====== Text provided
In addition to the morbidity associated with TAO, there is a significant impact on quality of life. Patients have difficulty with important activities of daily living, including reading and driving [6]. Further, the impact on quality of life score increases with the severity of the disease [6]. TAO has been associated with increased rates of anxiety and depression, which is partially attributable to altered cosmetic appearance [7]. Patients, particularly younger patients and women, report decreased confidence and increased social isolation, which affects mood and increases anxiety and depression [7, 8]. It is important to recognize the psychosocial component of TAO to improve clinical care.

In this review, we discuss the natural history and course of TAO. The current understanding of the pathophysiology and mechanism of disease progression is reviewed. Additionally, we review the most recent advances in medical treatment and discuss potential future therapeutic options.


We performed a systematic review of the PubMed database, focusing on the most recent studies and clinical trials on the medical management of TAO. This article is based on previously conducted studies and does not contain any studies with human participants or animals performed by any of the authors.

Natural History of TAO

TAO manifests initially as an acute active phase. The active phase is mediated by the innate immune system. Though the pathophysiology of TAO is not yet completely understood, orbital fibroblasts are believed to be the key cells that are responsible for the soft tissue inflammation and muscle enlargement associated with the disease (Fig. 1). Activation of orbital fibroblasts that express insulin-like growth factor-1 receptor (IGF-1R) and thyrotropin receptor leads to the production of proinflammatory cytokines, including IL-6, IL-12, IL-17, IFN-γ, and TNF-α [9, 10] (Fig. 2).

Fig. 1
figure 1

Coronal CT image demonstrating enlargement of extraocular muscles in thyroid eye disease

Fig. 2
figure 2

Representative figure demonstrating the complex interaction of the immune system, proinflammatory cytokines, and autoantibodies on orbital fibroblasts leading to the clinical characteristics of thyroid associated orbitopathy. Sites of action of targeted therapies are displayed. Reproduced with permission from the Department of Art as Applied to Medicine, The Johns Hopkins University School of Medicine

The upregulation of proinflammatory ctyokines leads to increased production of hyaluronan by orbital fibroblasts. Deposition of hyaluronan and increased adipogenesis results in enlargement of orbital soft tissues. Hypertrophy of the extraocular muscles and expansion of the orbital fat component lead to the characteristic clinical findings of strabismus, eyelid retraction, and proptosis in TAO [11,12,13,14,15]. The active phase of TAO occurs when inflammatory clinical characteristics are changing and progressive. The active phase can last up to 24 months (as described by Rundle) and is then followed by an inactive phase [16]. The active phase can be prolonged or the disease can be reactivated by certain risk factors, including smoking [17].
============
■ **Problem to work on**: Carry on the review of thyroid-associated orbitopathy above, starting right after its last sentence.
====== Study material
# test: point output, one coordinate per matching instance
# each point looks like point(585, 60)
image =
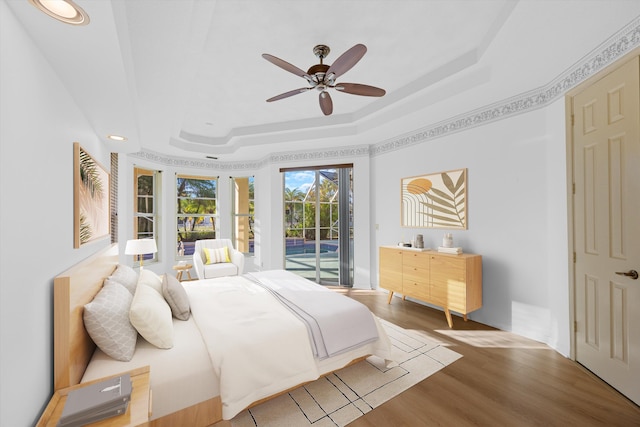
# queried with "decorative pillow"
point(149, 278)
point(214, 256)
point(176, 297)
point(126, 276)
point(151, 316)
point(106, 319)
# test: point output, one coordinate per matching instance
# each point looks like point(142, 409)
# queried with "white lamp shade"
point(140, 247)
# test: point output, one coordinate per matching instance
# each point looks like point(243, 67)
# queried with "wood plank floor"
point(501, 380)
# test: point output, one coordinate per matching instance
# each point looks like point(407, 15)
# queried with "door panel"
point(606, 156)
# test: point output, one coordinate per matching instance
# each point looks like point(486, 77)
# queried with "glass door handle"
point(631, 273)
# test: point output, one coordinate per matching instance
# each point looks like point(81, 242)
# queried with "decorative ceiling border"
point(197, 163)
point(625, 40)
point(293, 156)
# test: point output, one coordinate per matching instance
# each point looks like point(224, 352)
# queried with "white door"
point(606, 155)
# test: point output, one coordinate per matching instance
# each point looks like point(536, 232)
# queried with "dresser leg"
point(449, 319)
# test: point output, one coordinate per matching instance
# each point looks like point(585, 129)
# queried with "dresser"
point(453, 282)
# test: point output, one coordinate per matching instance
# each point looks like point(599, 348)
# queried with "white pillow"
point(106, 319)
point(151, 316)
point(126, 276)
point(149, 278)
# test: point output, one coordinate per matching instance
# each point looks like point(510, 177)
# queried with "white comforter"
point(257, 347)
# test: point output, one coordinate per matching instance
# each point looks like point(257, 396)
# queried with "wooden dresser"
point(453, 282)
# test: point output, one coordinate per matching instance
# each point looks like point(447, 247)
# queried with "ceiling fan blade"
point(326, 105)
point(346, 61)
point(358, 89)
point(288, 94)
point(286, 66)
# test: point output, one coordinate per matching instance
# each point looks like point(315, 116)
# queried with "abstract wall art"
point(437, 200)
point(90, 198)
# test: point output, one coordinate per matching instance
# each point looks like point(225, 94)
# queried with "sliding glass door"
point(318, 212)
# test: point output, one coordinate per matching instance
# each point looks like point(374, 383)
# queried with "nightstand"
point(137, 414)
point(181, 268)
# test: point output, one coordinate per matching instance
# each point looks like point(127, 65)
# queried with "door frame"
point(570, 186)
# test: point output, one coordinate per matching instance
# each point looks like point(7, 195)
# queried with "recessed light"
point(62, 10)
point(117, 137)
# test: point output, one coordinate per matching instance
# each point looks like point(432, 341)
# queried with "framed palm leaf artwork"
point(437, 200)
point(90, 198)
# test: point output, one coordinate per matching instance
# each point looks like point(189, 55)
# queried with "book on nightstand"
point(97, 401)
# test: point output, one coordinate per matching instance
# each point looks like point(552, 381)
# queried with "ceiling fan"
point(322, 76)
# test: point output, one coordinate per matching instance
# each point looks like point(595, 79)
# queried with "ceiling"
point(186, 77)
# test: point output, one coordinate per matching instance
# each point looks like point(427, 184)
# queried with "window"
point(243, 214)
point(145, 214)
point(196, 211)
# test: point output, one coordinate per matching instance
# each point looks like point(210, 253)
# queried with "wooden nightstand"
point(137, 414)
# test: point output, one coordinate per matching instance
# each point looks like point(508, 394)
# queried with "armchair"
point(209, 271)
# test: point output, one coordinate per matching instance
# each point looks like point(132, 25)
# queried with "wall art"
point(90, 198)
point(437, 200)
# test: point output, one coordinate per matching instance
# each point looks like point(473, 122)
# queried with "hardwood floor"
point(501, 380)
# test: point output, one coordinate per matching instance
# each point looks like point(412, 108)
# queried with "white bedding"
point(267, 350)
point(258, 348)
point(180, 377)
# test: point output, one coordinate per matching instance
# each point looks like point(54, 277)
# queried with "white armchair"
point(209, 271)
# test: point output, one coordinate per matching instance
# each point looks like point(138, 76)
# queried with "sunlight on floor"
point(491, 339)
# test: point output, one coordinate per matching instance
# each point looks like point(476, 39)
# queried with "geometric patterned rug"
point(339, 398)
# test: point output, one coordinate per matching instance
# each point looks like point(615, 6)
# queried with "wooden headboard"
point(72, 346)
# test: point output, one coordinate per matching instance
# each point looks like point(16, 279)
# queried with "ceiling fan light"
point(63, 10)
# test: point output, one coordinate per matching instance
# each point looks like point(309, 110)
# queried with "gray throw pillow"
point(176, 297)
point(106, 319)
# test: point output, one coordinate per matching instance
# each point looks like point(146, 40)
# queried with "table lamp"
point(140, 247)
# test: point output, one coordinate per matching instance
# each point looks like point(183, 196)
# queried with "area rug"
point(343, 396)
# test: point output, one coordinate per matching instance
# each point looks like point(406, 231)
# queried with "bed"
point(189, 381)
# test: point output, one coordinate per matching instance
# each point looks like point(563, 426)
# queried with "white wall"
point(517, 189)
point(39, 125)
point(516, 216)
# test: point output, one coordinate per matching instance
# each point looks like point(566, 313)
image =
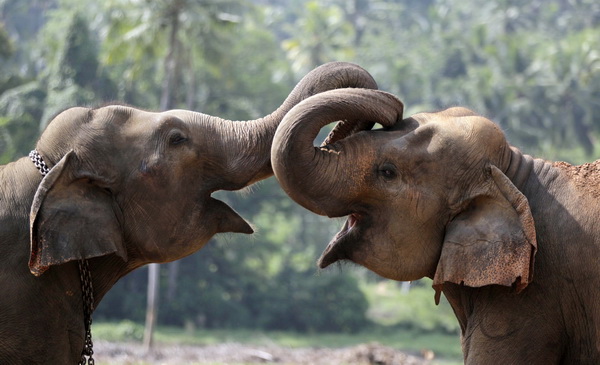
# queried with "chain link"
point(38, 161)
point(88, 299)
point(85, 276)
============
■ **Response for this exercise**:
The clinical features that develop in TAO vary between patients depending on the severity of their disease. The severity of TAO is determined by the presence or absence of specific clinical features, and there are many clinical severity and activity scores available to monitor disease course for clinical and research purposes, including the European Group on Graves’ Orbitopathy (EUGOGO) [18, 19], VISA (Vision, Inflammation, Strabismus, Appearance) [20], NOSPECS [21, 22], and CAS (Clinical Activity Score) [23] scores. The EUGOGO classification identifies mild disease as the presence of mild lid retraction (< 2 mm), mild exophthalmos (< 3 mm), mild soft tissue involvement, and corneal exposure that is responsive to topical lubrication. Moderate to severe TAO is defined as lid retraction > 2 mm, exophthalmos > 3 mm, moderate to severe soft tissue involvement, and presence of diplopia. Sight-threatening TAO is defined as presence of direct optic neuropathy or corneal breakdown (Table 1).

Table 1 Adapted from the European Group on Graves’ Orbitopathy severity classification [18, 19]

Drivers of Disease Progression

Progression of TAO varies among individual patients. Males and smokers are more likely to have severe disease [24]. In a study of 59 untreated patients with mild disease observed over the course of a year, 13.5% of patients had a progressively worsening clinical course [25]. Additionally, it is known that younger patients are more likely to have orbital fat expansion while older patients are more likely to develop extraocular muscle enlargement [24, 26, 27].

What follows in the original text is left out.